_TEXT EXTRACT_
┄┄┄┄┄┄┄┄┄┄
Here’s a close look at the many tequila categories that currently exist, along with some notable producers.
PURE AND SIMPLE
Blanco (or silver) tequila is the foundational pillar upon which all other expressions of the spirit are built. Silver or clear because they spend little to no time in wood casks, exceptional blancos are celebrated by those who love the bright, herbaceous flavor of agave. Lalo ($50), for example, is an easy sipping tequila that smells of sweet honeysuckle and fresh melon aromas, though it’s subtly floral in flavor with a touch of peppery spice. Loco ($135), by contrast, is equally sweet and floral on the nose, but delivers bolder agave-focused flavors balanced by bright citrus character.
A subset of this category, “still strength” tequilas are growing more popular and make attractive mixing options, especially for those who enjoy a margarita with more assertive character.
Fortaleza ($55) and Suerte ($70) are two standouts: The former is 6 percent stronger than a standard blanco and pairs its agave flavor with the subtle taste of lime; the latter is a whopping 12 percent more potent and introduces hints of lemongrass.
Once tequila matures for at least 60 days in oak, it will fall into one of three distinct classifications: reposado, añejo, and extra añejo. The longer a tequila ages in the barrel, the more oak influence is imparted into the liquid. This is often represented by flavors of vanilla, caramel, and butterscotch, not to mention amber hues that typically darken the longer the spirit ages.
For that reason, reposado tequilas, which are aged between two and 12 months, are among the most desirable to those who don’t want the crisp agave flavor overshadowed by barrel influences. They’re also tequilas that will easily appeal to consumers who typically enjoy Irish whiskey.
┄┄┄┄┄┄┄┄┄┄
_Data entries_
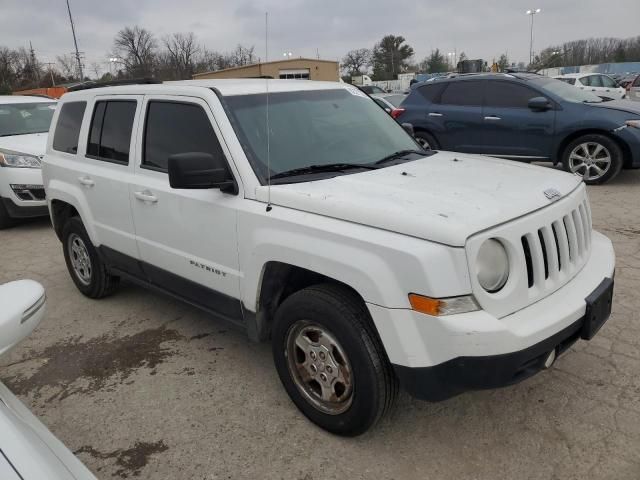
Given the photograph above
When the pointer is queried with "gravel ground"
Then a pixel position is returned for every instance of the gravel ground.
(140, 385)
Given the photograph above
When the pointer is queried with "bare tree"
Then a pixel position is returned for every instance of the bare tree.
(242, 56)
(137, 48)
(355, 60)
(182, 50)
(68, 66)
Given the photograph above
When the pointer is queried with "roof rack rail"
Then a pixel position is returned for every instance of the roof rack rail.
(113, 83)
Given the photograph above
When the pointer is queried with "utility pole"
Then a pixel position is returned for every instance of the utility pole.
(75, 43)
(53, 80)
(34, 65)
(532, 13)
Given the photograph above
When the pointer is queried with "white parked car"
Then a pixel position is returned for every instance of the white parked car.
(28, 450)
(598, 83)
(366, 261)
(24, 123)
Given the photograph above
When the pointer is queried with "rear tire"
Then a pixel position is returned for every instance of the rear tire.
(331, 361)
(427, 141)
(85, 266)
(594, 157)
(5, 220)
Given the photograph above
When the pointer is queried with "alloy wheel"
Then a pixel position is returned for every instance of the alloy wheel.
(80, 259)
(319, 367)
(590, 160)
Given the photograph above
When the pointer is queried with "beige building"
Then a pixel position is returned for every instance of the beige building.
(298, 68)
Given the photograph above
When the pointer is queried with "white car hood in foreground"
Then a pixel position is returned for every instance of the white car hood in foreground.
(33, 144)
(445, 198)
(29, 448)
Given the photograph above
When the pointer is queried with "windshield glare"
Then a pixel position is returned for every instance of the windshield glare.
(317, 127)
(565, 91)
(25, 118)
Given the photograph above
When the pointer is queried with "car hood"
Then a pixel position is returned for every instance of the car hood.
(32, 144)
(621, 105)
(445, 198)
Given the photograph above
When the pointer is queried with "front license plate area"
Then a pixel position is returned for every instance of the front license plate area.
(598, 308)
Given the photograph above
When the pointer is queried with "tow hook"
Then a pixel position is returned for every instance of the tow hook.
(550, 360)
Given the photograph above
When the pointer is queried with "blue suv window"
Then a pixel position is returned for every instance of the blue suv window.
(464, 92)
(508, 95)
(432, 92)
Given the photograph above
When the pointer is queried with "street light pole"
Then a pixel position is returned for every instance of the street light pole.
(531, 13)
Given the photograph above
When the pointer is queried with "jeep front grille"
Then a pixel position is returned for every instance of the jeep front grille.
(558, 247)
(546, 249)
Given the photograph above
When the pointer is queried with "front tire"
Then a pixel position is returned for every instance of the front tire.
(331, 361)
(85, 266)
(594, 157)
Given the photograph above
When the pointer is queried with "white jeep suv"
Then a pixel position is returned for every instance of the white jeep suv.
(304, 213)
(24, 123)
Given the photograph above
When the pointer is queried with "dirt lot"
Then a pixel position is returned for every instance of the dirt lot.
(140, 385)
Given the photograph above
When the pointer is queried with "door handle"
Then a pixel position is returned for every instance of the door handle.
(146, 196)
(86, 181)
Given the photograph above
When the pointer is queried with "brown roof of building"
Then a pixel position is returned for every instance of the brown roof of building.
(285, 60)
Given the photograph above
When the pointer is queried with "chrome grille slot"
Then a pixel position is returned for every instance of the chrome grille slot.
(557, 248)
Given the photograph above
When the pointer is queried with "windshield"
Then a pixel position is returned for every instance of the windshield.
(318, 127)
(565, 91)
(24, 118)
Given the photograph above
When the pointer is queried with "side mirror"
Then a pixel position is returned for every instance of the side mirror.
(22, 310)
(199, 170)
(539, 103)
(409, 129)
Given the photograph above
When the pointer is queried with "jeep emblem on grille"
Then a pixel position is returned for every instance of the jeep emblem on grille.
(552, 194)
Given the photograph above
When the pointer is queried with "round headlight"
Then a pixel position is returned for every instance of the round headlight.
(492, 265)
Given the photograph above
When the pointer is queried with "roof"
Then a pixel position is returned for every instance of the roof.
(273, 62)
(5, 99)
(227, 87)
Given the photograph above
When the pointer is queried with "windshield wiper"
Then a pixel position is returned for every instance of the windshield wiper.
(330, 167)
(399, 154)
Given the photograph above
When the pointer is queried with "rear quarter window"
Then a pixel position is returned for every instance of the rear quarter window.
(431, 93)
(65, 138)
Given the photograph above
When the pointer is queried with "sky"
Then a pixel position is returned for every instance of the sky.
(481, 28)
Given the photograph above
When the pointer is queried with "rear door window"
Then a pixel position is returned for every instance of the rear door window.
(110, 133)
(464, 93)
(508, 95)
(607, 82)
(65, 138)
(173, 127)
(432, 93)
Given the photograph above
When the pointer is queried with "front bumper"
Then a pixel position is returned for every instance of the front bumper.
(24, 211)
(631, 136)
(478, 373)
(437, 357)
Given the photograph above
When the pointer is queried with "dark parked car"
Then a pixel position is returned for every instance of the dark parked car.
(372, 89)
(527, 117)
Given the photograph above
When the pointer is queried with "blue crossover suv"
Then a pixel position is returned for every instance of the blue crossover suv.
(527, 117)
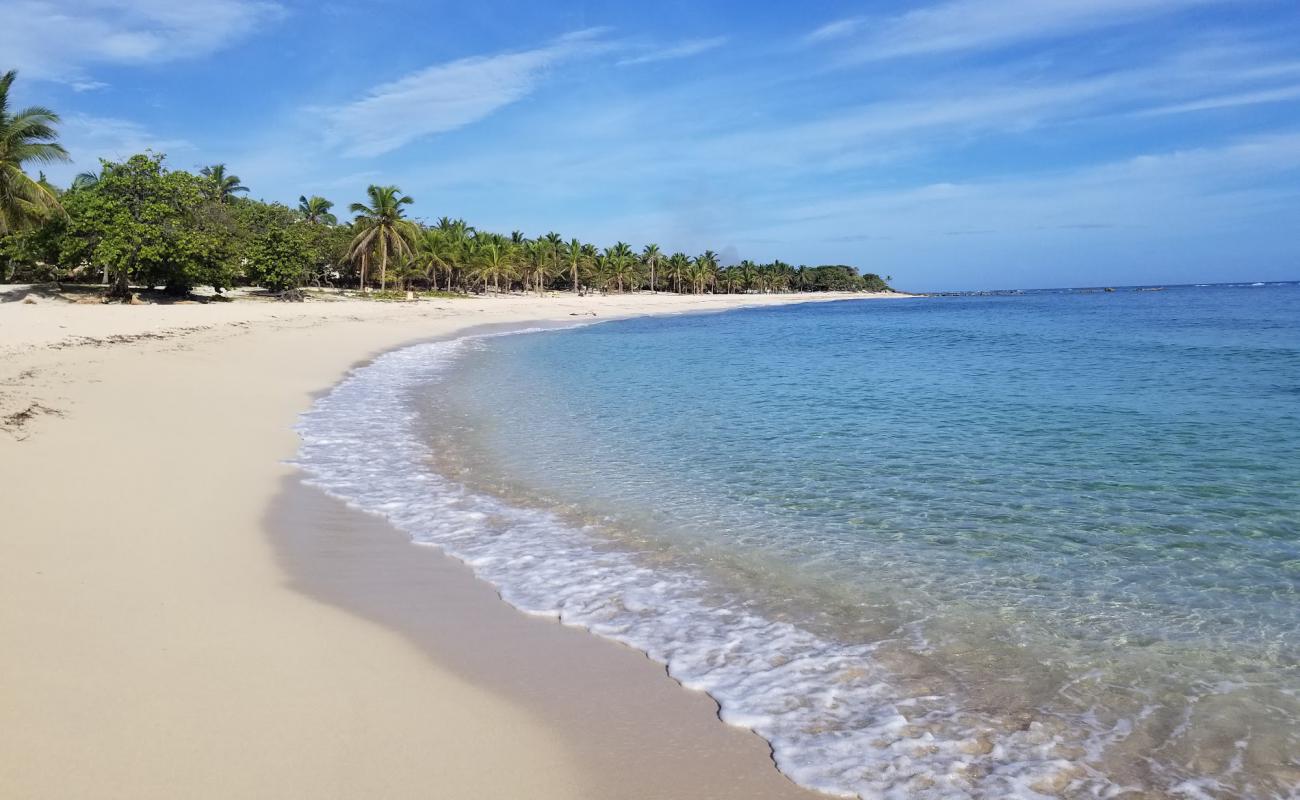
┄┄┄┄┄┄┄┄┄┄
_SET PROBLEM A_
Write out everything in the tequila text from "Once tequila matures" down to "the spirit ages.".
_SET PROBLEM B_
According to the tequila text, how long are reposado tequilas aged?
_SET PROBLEM C_
Proceed with the tequila text, picking up after its last sentence.
The records are material of their own, apart from the tequila text.

_RESULT A_
Once tequila matures for at least 60 days in oak, it will fall into one of three distinct classifications: reposado, añejo, and extra añejo. The longer a tequila ages in the barrel, the more oak influence is imparted into the liquid. This is often represented by flavors of vanilla, caramel, and butterscotch, not to mention amber hues that typically darken the longer the spirit ages.

_RESULT B_
Between two and 12 months.

_RESULT C_
El Tesoro Reposado ($65) is a solid example, though it’s one that shines best as a base for cocktails. Jose Cuervo Reserva de la Familia Reposado ($80), on the other hand, is an elegant blend of vanilla, caramel, and vegetal agave character that lingers on the finish. (This is not your standard Jose Cuervo tequila. Instead, it’s a top-shelf expression that’s representative of the elegant tequilas the Cuervo family produced long before they began exporting—and mass-producing—spirits for the U.S. market.)
Añejo tequilas, which are aged between one and three years, are more likely to appeal to fans of rye whiskey, as the barrel notes are more prominent but the presence of agave can sometimes deliver a spice-like undertone. Within this category, Tequila Ocho Anejo ($70) and Don Fulano Anejo ($80) are can’t-miss options. Tequila Ocho delivers those predictable tequila flavors with hints of cinnamon. Don Fulano, which is aged in French oak casks, brings more sweetness to the party with subtle traces of milk chocolate.
If you’re a bourbon drinker, you’ll likely be drawn to extra añejos, which are matured in oak for a minimum of three years and laden with sweet oaky flavors. The downside is that the distinctive agave flavor of the tequila can easily be overpowered in an extra añejo that isn’t judiciously made. That’s how prominent the wood-imparted flavors can become. San Matias Gran Reserva ($65) is an extra añejo that delivers prevalent vanilla notes without losing the agave character, which makes it a steal given its suggested retail price. Laneta Extra Añejo ($170) drinks smooth with lots of barrel character and a touch of agave flavor, making it a sweet end-of-the-meal pour. Tequila purists, however, may find its agave essence too subtle.
Within the past five years, the cristilano category has blossomed. The clear color of these aged tequilas belies their maturity, and that’s the point. In essence, a cristilano tequila is one that’s been barrel-rested for at least two months then charcoal filtered, which scrubs away much of the natural color that the casking imparts. The final product is typically luscious and smooth, with some agave character, although the spirit is often devoid of the pepper-like quality that the agave plant can sometimes provide. Penta Diamante ($100) is a stellar example of a cristilano reposado, delivering an equal marriage of vanilla character and “green” herbaceous flavors. Volcan de mi Tierra ($80) is a cristilano añejo, meaning it’s aged for longer yet surprisingly showcases an even more vibrant agave quality.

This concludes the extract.